> DATASET EXTRACT:
<<<<
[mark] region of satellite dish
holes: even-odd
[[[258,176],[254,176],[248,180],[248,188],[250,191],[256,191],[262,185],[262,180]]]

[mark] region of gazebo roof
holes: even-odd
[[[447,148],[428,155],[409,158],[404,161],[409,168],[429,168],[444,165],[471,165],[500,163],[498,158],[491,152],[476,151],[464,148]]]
>>>>
<<<<
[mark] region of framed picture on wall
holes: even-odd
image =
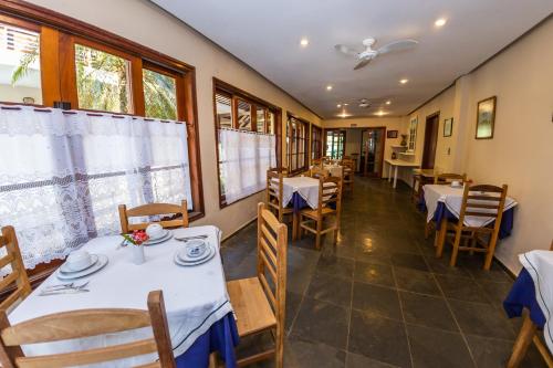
>>>>
<<<<
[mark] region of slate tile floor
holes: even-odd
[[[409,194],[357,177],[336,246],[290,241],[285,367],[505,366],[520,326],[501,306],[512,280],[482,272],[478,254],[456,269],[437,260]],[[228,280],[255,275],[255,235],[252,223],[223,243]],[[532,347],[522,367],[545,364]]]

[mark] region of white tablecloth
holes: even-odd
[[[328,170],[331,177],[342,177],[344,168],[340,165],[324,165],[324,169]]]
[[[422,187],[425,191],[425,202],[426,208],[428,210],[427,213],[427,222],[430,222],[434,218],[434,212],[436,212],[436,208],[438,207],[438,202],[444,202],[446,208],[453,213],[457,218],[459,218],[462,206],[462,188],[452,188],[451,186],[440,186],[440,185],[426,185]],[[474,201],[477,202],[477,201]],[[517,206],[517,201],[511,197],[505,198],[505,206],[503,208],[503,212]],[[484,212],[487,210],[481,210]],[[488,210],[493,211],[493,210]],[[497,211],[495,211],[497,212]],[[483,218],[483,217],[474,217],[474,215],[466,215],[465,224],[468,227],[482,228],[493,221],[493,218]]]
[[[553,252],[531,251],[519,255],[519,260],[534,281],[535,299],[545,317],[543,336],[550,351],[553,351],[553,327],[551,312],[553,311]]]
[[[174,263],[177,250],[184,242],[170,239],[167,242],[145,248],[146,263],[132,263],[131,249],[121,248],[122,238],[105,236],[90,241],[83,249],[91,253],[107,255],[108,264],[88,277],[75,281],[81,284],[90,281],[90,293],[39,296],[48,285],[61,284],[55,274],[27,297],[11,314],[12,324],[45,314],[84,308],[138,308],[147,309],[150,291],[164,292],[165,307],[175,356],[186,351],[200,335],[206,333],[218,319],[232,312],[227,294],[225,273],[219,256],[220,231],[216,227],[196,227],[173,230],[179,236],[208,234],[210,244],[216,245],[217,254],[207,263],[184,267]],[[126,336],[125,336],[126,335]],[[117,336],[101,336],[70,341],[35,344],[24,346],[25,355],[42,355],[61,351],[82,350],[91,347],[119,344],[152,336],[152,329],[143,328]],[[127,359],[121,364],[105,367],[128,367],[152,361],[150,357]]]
>>>>
> EXERCISE INSTRUCTIONS: Report every line above that contains the word "region", copying each such line in full. Case counts.

> WRITTEN RESPONSE:
[mark] region of satellite dish
[mark] region of gazebo roof
[mark] region of framed picture on wall
[mark] region of slate tile floor
[mark] region of white tablecloth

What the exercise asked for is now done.